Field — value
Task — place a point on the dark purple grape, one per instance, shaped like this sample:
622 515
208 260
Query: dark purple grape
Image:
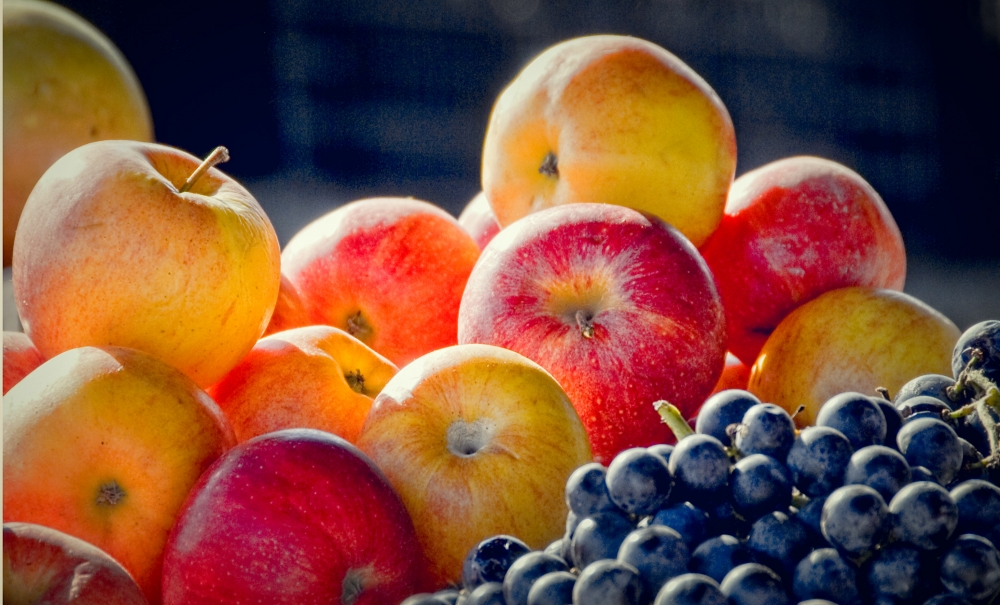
717 556
855 520
586 490
857 416
879 467
817 460
523 573
658 552
754 584
638 481
598 537
825 574
766 429
691 589
489 560
758 485
554 588
932 444
970 567
723 409
608 582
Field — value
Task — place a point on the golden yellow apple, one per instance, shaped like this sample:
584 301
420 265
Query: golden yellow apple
850 339
64 84
611 119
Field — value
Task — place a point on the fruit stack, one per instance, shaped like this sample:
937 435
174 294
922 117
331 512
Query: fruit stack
404 405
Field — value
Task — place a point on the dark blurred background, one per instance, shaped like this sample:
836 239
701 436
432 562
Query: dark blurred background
321 102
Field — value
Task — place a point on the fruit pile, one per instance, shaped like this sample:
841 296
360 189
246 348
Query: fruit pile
881 501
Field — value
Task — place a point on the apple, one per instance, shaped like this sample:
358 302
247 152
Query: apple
793 229
44 565
314 377
388 271
478 219
294 516
850 339
136 245
104 444
617 305
478 441
610 119
20 357
64 85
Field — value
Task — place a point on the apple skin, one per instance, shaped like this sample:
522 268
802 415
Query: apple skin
20 357
305 377
64 85
108 253
104 444
294 516
850 339
44 565
389 271
478 219
626 122
659 329
478 441
793 229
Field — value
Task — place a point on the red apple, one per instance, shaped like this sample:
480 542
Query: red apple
45 565
479 220
792 230
388 271
20 357
617 305
294 516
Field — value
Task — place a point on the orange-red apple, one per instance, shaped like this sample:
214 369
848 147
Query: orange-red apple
617 305
479 220
478 441
610 119
388 271
45 565
850 339
792 230
65 84
104 444
114 248
20 357
316 377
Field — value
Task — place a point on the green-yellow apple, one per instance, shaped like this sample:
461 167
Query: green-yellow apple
850 339
478 441
64 84
616 304
104 444
610 119
316 377
794 229
389 271
45 565
131 244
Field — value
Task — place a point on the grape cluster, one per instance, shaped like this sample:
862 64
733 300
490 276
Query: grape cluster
882 503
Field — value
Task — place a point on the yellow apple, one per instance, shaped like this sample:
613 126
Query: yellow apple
850 339
64 84
611 119
478 441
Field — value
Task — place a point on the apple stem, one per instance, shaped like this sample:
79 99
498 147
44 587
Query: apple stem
219 154
671 416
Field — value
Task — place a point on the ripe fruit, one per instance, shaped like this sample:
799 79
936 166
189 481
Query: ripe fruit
115 249
478 441
616 304
388 271
64 85
610 119
104 444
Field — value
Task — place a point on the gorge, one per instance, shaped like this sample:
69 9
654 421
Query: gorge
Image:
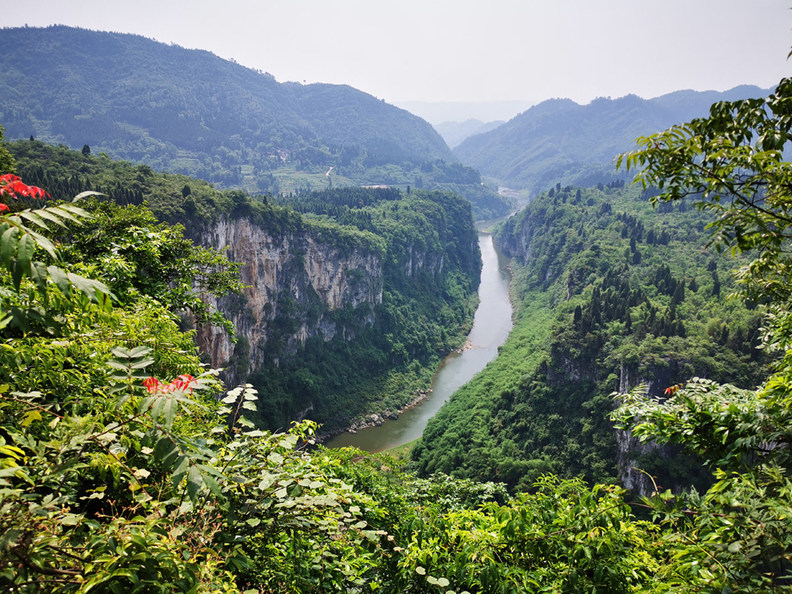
491 326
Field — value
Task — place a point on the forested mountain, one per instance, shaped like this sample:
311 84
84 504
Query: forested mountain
562 141
188 111
126 466
609 294
351 295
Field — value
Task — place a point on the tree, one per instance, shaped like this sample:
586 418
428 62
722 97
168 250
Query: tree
7 164
738 536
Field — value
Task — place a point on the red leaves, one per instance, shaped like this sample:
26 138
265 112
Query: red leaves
180 384
12 185
672 389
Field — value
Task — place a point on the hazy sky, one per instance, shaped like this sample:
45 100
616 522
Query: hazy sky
463 50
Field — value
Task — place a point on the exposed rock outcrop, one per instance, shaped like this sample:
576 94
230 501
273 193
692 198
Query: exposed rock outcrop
294 280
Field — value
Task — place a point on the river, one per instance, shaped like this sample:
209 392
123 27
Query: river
491 327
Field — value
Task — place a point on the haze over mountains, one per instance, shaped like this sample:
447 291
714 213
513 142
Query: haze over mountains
562 141
188 111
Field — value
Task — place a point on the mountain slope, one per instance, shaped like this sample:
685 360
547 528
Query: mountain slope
562 141
191 112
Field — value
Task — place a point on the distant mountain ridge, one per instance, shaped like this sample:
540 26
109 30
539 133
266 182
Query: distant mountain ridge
561 141
454 133
191 112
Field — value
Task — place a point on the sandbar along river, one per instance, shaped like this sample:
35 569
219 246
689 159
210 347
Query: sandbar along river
491 327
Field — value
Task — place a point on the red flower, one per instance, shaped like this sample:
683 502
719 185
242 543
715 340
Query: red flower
13 186
181 383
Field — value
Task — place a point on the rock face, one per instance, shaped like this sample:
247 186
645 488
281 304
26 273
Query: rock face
294 283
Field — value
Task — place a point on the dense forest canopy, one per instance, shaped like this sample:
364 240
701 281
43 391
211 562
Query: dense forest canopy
126 466
380 357
610 293
190 112
561 141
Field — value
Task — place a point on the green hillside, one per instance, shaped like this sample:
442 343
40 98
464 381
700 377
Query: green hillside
188 111
609 293
391 350
562 141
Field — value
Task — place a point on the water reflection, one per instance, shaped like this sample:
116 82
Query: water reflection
491 327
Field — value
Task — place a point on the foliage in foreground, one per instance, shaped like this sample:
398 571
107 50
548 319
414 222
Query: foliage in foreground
114 480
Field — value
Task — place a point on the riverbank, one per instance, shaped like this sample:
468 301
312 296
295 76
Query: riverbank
491 326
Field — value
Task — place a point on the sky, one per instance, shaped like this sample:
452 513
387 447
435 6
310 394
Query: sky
463 51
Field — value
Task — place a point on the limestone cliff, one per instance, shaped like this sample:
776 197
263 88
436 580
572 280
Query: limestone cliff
294 281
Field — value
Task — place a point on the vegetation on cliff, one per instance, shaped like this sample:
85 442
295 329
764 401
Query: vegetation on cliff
190 112
380 357
610 293
124 466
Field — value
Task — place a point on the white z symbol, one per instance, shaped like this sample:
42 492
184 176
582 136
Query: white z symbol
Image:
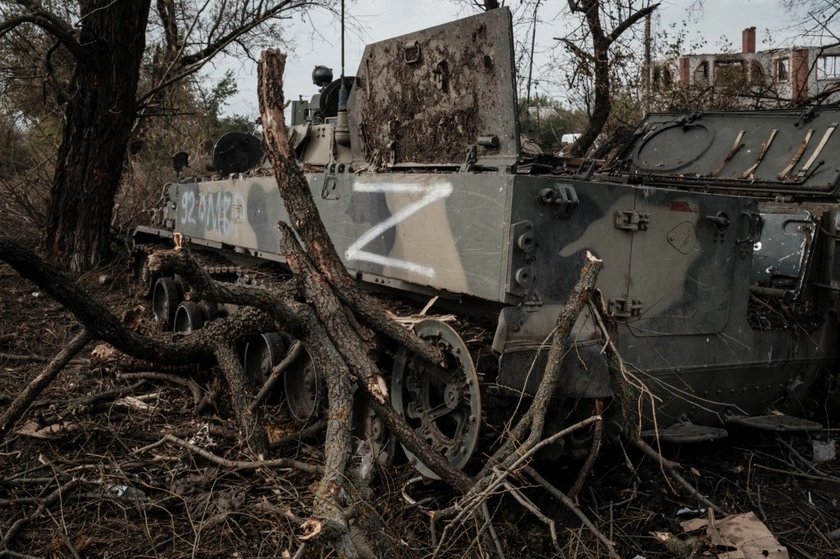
433 193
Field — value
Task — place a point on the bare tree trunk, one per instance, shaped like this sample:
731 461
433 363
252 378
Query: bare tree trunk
98 119
600 61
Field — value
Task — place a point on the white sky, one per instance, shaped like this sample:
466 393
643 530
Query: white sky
720 21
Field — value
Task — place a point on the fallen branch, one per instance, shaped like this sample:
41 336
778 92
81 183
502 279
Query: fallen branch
560 496
798 474
23 400
593 453
92 400
670 468
38 359
235 464
197 394
56 496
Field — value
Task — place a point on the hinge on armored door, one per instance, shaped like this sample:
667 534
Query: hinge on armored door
631 220
623 307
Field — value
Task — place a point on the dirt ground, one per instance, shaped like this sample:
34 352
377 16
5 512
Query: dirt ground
82 477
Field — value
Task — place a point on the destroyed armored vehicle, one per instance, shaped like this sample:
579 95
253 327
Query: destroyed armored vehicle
718 233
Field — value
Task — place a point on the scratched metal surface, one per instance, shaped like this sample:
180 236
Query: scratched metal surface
424 97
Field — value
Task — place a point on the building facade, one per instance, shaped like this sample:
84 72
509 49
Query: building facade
765 79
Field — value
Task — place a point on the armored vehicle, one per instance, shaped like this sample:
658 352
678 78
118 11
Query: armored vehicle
718 233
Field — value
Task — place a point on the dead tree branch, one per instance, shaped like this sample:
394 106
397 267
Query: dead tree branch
23 400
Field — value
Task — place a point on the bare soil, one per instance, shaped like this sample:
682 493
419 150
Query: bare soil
112 497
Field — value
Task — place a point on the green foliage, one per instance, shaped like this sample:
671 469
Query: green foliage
547 121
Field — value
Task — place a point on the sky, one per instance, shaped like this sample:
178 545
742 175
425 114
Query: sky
316 38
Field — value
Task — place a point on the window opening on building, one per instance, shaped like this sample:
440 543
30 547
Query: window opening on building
828 67
783 69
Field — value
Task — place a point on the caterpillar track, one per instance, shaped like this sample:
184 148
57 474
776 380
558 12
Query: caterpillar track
718 232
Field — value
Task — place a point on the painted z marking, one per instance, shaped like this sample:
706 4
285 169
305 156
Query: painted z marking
433 193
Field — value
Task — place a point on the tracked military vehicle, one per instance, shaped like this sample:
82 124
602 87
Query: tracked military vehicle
718 232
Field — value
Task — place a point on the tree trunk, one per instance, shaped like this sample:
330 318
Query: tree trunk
98 118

# OBJECTIVE:
Report each line in the material above that contains the word "building", copying every such line in full.

# EXERCISE ANSWER:
Task — place a point on the building facade, one per instance, shaped like this sample:
Query: building facade
Task — place a point on the window opening on building, one per instance, shaped like this sample:
Query: window opening on building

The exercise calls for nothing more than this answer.